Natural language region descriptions
===
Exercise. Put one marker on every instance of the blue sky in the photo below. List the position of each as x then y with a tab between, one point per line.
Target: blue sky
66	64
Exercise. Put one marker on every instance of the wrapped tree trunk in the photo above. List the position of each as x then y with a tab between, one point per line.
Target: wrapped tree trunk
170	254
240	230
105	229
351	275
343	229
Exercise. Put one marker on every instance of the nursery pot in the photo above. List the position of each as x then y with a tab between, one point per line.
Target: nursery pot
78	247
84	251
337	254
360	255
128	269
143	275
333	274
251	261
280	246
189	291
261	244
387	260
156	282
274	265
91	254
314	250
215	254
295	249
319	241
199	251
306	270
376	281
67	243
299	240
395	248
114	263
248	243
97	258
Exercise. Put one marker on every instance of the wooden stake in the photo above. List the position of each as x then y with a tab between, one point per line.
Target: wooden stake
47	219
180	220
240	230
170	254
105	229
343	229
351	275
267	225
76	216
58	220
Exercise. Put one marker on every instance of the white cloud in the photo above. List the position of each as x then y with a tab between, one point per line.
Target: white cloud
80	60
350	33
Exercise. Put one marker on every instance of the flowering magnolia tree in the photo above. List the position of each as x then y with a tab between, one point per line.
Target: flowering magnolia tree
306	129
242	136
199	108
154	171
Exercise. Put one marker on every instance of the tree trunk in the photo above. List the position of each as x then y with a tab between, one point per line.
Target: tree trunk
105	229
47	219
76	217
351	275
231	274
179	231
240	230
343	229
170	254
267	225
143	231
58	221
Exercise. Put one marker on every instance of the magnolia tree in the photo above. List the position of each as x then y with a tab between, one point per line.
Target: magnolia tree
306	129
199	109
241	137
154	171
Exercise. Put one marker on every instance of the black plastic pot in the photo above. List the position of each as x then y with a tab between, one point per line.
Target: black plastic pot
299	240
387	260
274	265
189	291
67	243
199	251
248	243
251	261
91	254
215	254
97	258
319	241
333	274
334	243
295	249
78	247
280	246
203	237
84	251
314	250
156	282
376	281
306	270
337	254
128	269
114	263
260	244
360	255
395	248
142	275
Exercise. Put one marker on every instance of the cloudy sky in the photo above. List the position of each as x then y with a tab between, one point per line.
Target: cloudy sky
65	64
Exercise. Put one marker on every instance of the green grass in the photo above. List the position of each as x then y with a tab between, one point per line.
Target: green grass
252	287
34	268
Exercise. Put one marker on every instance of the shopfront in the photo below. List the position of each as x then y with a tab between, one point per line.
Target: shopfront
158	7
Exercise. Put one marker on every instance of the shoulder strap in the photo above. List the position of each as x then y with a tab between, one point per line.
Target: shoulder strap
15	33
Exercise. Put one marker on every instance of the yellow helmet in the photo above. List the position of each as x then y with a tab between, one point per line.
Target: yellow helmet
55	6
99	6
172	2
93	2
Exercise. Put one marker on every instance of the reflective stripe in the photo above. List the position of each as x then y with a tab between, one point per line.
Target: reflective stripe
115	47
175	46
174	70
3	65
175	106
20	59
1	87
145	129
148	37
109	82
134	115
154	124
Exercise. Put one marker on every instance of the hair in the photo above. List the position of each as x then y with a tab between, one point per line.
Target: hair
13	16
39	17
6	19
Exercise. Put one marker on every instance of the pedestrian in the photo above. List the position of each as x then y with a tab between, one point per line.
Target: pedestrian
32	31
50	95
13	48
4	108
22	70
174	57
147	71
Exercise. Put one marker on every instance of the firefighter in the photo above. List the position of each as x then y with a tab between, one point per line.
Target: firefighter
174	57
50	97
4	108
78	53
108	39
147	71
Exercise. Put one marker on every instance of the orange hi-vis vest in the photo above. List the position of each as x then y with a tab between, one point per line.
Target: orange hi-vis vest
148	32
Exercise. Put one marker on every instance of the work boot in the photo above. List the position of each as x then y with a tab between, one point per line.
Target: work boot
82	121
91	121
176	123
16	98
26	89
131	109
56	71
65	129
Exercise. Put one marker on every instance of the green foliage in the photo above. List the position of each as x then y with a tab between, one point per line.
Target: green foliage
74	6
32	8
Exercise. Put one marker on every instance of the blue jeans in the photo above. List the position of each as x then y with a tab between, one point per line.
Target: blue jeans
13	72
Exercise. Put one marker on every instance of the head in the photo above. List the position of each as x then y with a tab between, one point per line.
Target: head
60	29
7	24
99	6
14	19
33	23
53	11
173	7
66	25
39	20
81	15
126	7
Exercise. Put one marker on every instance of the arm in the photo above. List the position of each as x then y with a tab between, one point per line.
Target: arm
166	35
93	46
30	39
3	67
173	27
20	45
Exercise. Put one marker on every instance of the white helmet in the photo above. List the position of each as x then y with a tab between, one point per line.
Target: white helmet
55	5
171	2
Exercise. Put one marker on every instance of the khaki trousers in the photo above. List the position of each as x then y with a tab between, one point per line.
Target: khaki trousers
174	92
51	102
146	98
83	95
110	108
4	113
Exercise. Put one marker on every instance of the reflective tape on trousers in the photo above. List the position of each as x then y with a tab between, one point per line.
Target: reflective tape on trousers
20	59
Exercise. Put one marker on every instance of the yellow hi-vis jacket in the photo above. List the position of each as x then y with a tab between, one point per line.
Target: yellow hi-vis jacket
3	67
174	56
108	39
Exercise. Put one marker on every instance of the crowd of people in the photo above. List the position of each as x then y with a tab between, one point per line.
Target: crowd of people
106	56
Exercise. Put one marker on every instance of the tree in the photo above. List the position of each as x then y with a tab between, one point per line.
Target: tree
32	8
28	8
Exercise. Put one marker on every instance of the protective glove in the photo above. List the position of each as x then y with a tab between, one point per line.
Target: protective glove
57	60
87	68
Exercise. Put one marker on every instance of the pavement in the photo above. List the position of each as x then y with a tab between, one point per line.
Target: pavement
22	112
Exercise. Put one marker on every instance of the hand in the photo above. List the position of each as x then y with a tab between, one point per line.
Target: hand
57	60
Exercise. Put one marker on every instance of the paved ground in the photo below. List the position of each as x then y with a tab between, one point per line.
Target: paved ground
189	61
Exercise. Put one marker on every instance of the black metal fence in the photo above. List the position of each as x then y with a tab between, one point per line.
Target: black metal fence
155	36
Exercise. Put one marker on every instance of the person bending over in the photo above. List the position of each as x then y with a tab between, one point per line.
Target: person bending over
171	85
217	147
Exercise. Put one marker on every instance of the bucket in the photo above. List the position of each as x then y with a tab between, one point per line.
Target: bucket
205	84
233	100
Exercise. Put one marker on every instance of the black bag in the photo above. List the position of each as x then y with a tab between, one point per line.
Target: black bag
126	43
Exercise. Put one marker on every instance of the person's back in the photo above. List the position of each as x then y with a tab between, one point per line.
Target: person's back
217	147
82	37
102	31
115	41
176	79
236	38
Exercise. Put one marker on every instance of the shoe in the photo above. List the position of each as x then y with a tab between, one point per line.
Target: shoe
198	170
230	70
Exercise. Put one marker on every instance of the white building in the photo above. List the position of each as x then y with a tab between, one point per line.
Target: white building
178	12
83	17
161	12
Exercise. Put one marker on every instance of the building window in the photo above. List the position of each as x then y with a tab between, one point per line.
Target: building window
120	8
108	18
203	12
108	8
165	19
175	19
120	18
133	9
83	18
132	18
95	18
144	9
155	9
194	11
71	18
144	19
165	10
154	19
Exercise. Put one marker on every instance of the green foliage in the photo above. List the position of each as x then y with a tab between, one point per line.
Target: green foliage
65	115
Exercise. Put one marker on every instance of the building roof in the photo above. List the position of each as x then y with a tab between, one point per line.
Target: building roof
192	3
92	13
===
§ TASK TO CARRY OUT:
Transcribe all of the entries without alteration.

§ OUTPUT BELOW:
Exercise. Put one marker on every instance of the blue sky in the photo below. List the position of each as x then y with a tab between, one point per line.
Target: blue sky
66	64
Exercise. Put one marker on every instance of the wrapped tree trunk in the photo above. List the position of each as x then y with a tab between, one point per line.
Target: wrapped tree trunk
170	254
240	230
105	229
351	275
343	229
Exercise. Put one marker on every instance of the nursery pot in the photo above. List the position of each as x then y with a tab between, one point per line.
Target: nursery pot
78	247
84	251
337	254
360	255
128	269
143	275
333	274
251	261
280	246
189	291
261	244
387	260
156	282
274	265
91	254
314	250
215	254
295	249
319	241
199	251
306	270
376	281
67	243
299	240
395	248
114	263
248	243
97	258
Exercise. Put one marker on every instance of the wooden stake in the photo above. List the position of each as x then y with a tab between, one point per line.
Target: wooden stake
47	219
180	220
240	230
170	254
105	229
343	229
351	275
267	225
76	216
58	220
Exercise. Put one marker on every instance of the white cloud in the photo above. List the position of each as x then y with a tab between, one point per line.
Target: white cloud
80	60
350	33
Exercise. Put one marker on every instance of the flowering magnolia tree in the photo above. List the position of each as x then y with a tab between, one point per line.
Target: flowering magnolia tree
306	129
242	136
199	108
154	171
Exercise. Put one marker on every instance of the tree trunk in the photo above. List the position of each as x then y with a tab between, one point per line.
Target: tree trunk
105	229
47	219
76	217
351	275
231	274
179	231
240	230
343	229
170	254
267	225
143	231
58	221
Exercise. Put one marker on every instance of the magnolia tree in the photo above. List the position of each as x then y with a tab between, one point per line.
Target: magnolia tree
306	129
199	109
241	137
154	171
Exercise. Put one marker on every instance of the black plastic pot in the photo above. List the position of each as x then y with a tab between, one point per line.
Target: black plastic pot
299	240
387	260
274	265
189	291
67	243
199	251
248	243
251	261
91	254
215	254
97	258
319	241
333	274
334	243
295	249
78	247
280	246
203	237
84	251
314	250
156	282
376	281
306	270
337	254
128	269
114	263
260	244
360	255
395	248
142	275
Exercise. Put one marker on every instance of the cloudy sky in the photo above. List the position of each as x then y with a tab between, one point per line.
Target: cloudy sky
65	64
Exercise. Put one marker on every instance of the green grass in the photo above. List the position of each as x then y with a tab between, one point per line.
Target: green grass
252	287
34	268
Exercise. Put one marker on every instance of the shopfront in the photo below. List the position of each as x then y with a tab between, one point per line.
Target: shopfront
158	7
Exercise. Put one marker on every instance of the shoulder strap in the photo above. List the position of each as x then y with a tab between, one point per line.
Target: shoulder strap
15	33
Exercise. Put one marker on every instance of the yellow helmet in the photo above. List the position of each as x then y with a tab between, one point per line.
Target: yellow helmet
55	6
99	6
172	2
93	2
Exercise. Put one marker on every instance of the reflective stripe in the photo above. List the position of each as x then y with a tab between, one point per line.
Target: reflective stripe
115	47
175	46
174	70
3	65
175	106
20	59
1	87
145	129
148	37
109	82
134	115
154	124
Exercise. Put one marker on every instance of the hair in the photo above. List the position of each as x then y with a tab between, one point per line.
Target: hair
13	16
39	17
6	19
Exercise. Put one marker on every instance of the pedestrian in the photo above. List the position of each as x then y with a tab between, one point per line.
Target: pedestrian
32	31
50	95
13	48
4	108
22	70
174	57
147	71
Exercise. Put one marker on every instance of the firefighter in the photo above. List the position of each as x then y with a tab between, one point per line.
Target: firefighter
174	57
50	97
4	108
78	53
108	39
147	71
Exercise. Put one marker on every instance of the orange hi-vis vest in the photo above. List the position of each as x then y with a tab between, one point per line.
Target: orange hi-vis vest
148	32
Exercise. Put one marker on every instance of the work boot in the photo above. List the position of each as x then y with a tab between, one point per line.
Target: work boot
82	121
91	121
176	123
16	98
26	89
131	109
56	71
65	129
Exercise. Put one marker on every instance of the green foliage in the photo above. List the position of each as x then y with a tab between, one point per line.
Target: green foliage
74	6
32	8
Exercise. Put one marker on every instance of the blue jeans in the photo above. List the position of each as x then y with a tab between, one point per line.
Target: blue jeans
13	72
Exercise. Put one marker on every instance of the head in the photo above. List the position of each as x then y with a tab between, one point per line.
Target: head
60	29
7	24
99	6
14	19
33	23
53	11
173	7
66	25
39	20
81	15
126	7
Exercise. Put one marker on every instance of the arm in the photo above. List the position of each as x then y with a tab between, one point per line.
Target: arm
166	35
93	46
30	39
3	67
173	27
20	45
Exercise. Put one marker on every instance of the white helmet in the photo above. List the position of each as x then y with a tab between, one point per line.
Target: white helmet
55	5
171	2
Exercise. Put one marker on every instance of the khaki trousers in the photo above. List the position of each as x then y with a tab between, one point per line.
Target: khaki trousers
174	92
51	102
146	98
83	95
110	108
4	113
Exercise. Put one marker on every instance of the reflective tape on trousers in the photo above. List the position of each as x then y with a tab between, one point per line.
Target: reflective tape on trousers
20	59
Exercise. Put one marker on every instance of the yellow hi-vis jacket in the photo above. List the position of each as x then y with a tab between, one point per line.
Target: yellow hi-vis jacket
3	67
174	56
108	39
Exercise. Put one marker on every instance of the crowd of people in the photo above. List the position of each as x then y with a tab between, one point per line.
Target: crowd of people
106	56
Exercise. Put one marker on every instance of the tree in the photo above. List the position of each as x then y with a tab between, one point per line.
Target: tree
32	8
28	8
Exercise. Put one marker on every instance of the protective glove in the photo above. List the position of each as x then y with a tab between, one point per line.
Target: protective glove
57	60
87	68
Exercise. Put one marker on every instance of the pavement in the photo above. List the position of each as x then y with a tab between, one point per line.
Target: pavement
22	112
Exercise. Put one marker on every instance of the hand in the photo above. List the position of each as x then y with a tab between, one point per line.
Target: hand
57	60
Exercise. Put one marker on every instance of the paved ground in the photo below. List the position of each as x then y with a tab between, one point per line.
Target: paved ground
189	61
Exercise. Put one marker on every instance of the black metal fence in the photo above. List the position of each as x then y with a tab between, one point per line.
Target: black metal fence
155	36
Exercise. Put one marker on every instance of the person bending over in the photo above. List the position of each as x then y with a tab between, one point per line.
Target: person bending over
171	85
217	147
Exercise. Put one marker on every instance of the bucket in the photo above. List the position of each as x then y with a tab between, one point per line.
Target: bucket
205	84
233	100
Exercise. Put one marker on every instance of the black bag in the photo above. List the position of each as x then y with a tab between, one point per line.
Target: black bag
126	43
Exercise. Put one marker on every instance of the person's back in the photo above. List the position of each as x then y with a tab between, one point per line.
Target: person's back
217	147
82	37
102	31
115	41
176	79
236	38
Exercise. Put one marker on every instance of the shoe in the photo above. List the position of each as x then y with a tab between, one point per line.
Target: shoe
198	170
230	70
Exercise. Put one marker on every instance of the white building in the photo above. List the position of each as x then y with a tab between, one point per line.
Target: white building
178	12
83	17
161	12
Exercise. Put one marker on every instance of the building window in the photo above. List the position of each as x then y with a tab between, one point per line.
Target: building window
120	8
108	18
203	12
108	8
165	19
175	19
120	18
133	9
83	18
132	18
95	18
144	9
155	9
194	11
71	18
144	19
165	10
154	19
Exercise. Put one marker on every instance of the green foliage in the photo above. List the position of each as x then y with a tab between, one point per line.
Target: green foliage
65	115
Exercise. Put one marker on every instance of the building roof in the photo above. List the position of each as x then y with a tab between, one point per line.
Target: building roof
192	3
92	13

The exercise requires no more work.